• TASK GOAL: Write out, unchanged, the lines from the one holding "of the cluster" to the close of the listing. Both the first and last lines belong in it.

• THE RECORDS:

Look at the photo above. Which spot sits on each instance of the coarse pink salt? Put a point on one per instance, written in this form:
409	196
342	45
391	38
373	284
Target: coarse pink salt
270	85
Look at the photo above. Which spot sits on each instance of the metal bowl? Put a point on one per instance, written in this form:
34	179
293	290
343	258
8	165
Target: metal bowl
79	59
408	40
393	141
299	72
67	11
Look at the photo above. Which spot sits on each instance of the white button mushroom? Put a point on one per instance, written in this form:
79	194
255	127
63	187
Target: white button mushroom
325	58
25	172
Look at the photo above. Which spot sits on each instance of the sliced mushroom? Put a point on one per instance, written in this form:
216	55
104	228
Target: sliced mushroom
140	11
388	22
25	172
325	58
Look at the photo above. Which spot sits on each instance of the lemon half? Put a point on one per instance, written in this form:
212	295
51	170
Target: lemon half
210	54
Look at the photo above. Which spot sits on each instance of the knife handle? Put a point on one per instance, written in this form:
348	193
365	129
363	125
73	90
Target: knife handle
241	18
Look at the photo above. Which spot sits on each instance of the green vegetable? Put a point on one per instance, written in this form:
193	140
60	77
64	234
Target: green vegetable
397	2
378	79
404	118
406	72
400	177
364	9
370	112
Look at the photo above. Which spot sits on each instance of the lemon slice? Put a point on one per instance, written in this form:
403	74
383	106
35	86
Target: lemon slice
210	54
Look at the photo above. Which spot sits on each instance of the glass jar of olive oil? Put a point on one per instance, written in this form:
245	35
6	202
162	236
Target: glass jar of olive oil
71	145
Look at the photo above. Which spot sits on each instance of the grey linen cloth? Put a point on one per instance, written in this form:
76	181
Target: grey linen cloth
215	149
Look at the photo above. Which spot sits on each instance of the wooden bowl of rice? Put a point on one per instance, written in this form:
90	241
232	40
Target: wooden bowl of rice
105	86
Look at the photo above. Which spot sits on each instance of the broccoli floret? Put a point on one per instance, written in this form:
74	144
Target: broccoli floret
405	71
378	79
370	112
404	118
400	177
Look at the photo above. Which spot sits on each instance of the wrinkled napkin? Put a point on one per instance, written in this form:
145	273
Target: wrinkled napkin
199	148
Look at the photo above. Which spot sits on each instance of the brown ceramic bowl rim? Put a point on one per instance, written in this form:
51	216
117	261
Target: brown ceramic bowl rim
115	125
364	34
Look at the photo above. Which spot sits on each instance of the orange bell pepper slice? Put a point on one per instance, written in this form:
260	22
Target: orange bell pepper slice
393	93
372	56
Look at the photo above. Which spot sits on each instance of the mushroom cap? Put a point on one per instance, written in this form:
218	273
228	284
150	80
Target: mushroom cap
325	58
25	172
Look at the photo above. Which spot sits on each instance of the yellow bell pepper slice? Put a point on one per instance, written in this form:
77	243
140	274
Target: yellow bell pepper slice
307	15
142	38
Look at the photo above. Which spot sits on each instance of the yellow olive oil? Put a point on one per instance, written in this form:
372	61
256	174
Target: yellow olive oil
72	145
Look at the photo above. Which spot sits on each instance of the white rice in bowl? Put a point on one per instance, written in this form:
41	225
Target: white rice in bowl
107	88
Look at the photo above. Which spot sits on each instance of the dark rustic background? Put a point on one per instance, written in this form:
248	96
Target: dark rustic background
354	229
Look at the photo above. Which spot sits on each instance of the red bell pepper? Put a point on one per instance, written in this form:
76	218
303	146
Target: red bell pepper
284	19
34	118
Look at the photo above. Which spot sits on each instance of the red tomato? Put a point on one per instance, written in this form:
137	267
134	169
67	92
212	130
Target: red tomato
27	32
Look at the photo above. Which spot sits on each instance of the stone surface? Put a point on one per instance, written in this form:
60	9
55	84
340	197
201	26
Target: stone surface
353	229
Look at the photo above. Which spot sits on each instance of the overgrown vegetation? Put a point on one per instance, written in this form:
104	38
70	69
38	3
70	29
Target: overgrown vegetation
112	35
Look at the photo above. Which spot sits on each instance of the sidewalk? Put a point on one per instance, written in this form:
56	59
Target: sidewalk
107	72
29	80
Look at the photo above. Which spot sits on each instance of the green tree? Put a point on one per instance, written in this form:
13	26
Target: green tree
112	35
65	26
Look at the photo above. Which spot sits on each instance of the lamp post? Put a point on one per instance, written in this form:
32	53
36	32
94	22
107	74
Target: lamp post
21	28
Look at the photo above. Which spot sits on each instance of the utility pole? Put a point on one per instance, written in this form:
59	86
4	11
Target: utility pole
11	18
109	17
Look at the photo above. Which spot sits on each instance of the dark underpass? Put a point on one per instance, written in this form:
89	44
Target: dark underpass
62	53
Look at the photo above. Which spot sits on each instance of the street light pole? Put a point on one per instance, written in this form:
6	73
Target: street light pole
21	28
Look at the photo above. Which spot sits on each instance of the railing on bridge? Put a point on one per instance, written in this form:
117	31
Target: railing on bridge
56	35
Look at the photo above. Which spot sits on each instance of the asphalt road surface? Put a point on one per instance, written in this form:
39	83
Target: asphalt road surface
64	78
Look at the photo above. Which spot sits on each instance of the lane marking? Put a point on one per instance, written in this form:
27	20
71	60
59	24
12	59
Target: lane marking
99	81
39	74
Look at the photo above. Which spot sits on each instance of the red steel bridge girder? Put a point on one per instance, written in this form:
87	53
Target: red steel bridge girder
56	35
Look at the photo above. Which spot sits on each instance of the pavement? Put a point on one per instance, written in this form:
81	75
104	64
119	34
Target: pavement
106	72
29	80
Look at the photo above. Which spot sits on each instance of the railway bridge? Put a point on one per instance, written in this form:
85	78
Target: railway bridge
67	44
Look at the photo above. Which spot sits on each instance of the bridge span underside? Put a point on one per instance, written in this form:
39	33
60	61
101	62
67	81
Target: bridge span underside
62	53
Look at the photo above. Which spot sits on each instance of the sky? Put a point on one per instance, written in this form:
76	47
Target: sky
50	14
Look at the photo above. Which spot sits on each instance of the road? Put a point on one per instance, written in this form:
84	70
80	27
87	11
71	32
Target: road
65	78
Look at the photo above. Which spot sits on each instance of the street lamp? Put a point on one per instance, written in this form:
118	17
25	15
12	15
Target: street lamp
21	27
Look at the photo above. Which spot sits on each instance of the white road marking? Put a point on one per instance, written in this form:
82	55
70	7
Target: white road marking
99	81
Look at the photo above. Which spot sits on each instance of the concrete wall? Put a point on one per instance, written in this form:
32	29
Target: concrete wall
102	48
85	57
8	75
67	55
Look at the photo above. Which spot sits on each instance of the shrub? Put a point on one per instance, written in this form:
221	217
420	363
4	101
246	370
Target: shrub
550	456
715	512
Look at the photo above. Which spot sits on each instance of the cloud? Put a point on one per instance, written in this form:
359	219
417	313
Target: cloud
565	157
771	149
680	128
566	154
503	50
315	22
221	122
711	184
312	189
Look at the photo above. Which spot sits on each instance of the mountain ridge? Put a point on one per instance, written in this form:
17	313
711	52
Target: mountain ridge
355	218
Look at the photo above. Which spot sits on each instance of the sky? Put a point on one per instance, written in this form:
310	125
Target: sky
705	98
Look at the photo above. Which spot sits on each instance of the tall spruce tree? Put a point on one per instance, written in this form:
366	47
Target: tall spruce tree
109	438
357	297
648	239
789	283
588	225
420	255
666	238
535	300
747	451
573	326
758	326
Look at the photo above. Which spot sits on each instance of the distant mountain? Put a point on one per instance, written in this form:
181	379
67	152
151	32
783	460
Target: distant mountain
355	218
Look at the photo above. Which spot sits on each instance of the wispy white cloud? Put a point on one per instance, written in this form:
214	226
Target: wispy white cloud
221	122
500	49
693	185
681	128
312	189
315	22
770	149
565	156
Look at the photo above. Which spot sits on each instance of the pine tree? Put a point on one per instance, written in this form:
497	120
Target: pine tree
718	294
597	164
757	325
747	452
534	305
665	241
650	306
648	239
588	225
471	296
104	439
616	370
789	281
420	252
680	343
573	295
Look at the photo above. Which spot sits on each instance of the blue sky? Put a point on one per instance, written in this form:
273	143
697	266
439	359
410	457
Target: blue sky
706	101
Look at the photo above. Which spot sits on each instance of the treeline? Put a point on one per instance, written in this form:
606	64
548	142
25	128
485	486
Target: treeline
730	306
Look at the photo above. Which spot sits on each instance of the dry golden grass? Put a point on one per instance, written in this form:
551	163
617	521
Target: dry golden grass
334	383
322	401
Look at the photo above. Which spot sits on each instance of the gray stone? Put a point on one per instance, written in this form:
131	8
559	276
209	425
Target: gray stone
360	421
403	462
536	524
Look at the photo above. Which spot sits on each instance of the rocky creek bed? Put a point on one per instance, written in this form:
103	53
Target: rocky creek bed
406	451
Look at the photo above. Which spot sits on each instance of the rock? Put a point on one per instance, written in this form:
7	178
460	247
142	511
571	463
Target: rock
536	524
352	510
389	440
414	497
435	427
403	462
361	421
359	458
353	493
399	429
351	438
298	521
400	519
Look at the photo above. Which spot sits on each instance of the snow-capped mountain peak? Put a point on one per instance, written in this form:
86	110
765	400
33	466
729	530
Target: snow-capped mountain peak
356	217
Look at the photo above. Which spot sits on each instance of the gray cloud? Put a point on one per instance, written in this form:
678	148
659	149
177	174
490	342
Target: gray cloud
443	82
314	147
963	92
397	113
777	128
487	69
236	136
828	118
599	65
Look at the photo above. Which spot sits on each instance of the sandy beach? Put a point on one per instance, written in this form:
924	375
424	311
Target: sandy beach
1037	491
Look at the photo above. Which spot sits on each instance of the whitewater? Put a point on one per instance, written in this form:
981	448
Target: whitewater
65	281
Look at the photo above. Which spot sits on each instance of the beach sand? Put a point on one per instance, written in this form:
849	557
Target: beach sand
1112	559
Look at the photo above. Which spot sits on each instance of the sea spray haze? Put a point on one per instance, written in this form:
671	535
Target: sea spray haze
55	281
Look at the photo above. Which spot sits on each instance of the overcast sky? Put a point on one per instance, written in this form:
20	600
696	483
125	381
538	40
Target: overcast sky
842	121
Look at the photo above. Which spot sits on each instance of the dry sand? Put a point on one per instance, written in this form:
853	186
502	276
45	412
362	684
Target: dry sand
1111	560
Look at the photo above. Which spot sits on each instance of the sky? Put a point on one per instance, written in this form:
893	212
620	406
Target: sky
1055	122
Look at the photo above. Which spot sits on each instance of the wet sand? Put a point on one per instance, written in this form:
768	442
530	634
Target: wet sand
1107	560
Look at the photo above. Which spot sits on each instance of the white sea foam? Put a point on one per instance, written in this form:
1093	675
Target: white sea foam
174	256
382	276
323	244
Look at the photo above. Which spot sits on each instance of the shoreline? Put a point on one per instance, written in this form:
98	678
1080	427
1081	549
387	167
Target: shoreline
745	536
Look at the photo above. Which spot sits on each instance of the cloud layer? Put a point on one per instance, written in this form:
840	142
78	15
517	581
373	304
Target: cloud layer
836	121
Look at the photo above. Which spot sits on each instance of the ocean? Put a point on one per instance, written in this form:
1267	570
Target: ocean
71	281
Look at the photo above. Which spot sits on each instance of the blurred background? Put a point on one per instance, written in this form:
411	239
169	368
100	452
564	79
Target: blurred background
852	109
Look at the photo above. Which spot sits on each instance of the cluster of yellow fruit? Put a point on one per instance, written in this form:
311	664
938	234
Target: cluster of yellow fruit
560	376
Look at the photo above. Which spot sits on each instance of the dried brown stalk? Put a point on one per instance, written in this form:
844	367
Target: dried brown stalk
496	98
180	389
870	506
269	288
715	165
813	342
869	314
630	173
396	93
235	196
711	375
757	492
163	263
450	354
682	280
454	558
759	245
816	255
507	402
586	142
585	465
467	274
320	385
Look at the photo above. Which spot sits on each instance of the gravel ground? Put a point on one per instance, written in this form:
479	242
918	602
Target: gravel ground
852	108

• ANSWER:
Look at the photo above. Which spot sits on each instance of the cluster of yellow fruit? Put a point on one per instance, written in this form:
311	664
938	234
Target: cluster of yellow fruit
560	376
Look at the photo above. Which spot sits on each instance of the dried brown stalk? Put a point on one per instance, written in this form:
844	367
Target: dried brown stalk
496	98
180	389
870	506
269	288
715	165
813	342
869	314
630	173
396	93
235	196
711	375
757	492
163	263
450	354
682	280
454	558
759	245
816	255
507	402
586	142
585	465
467	274
320	385
Look at the photo above. Which spot sits on each instance of the gravel ground? Put a point on one per instance, written in this form:
479	242
918	602
Target: gravel ground
852	108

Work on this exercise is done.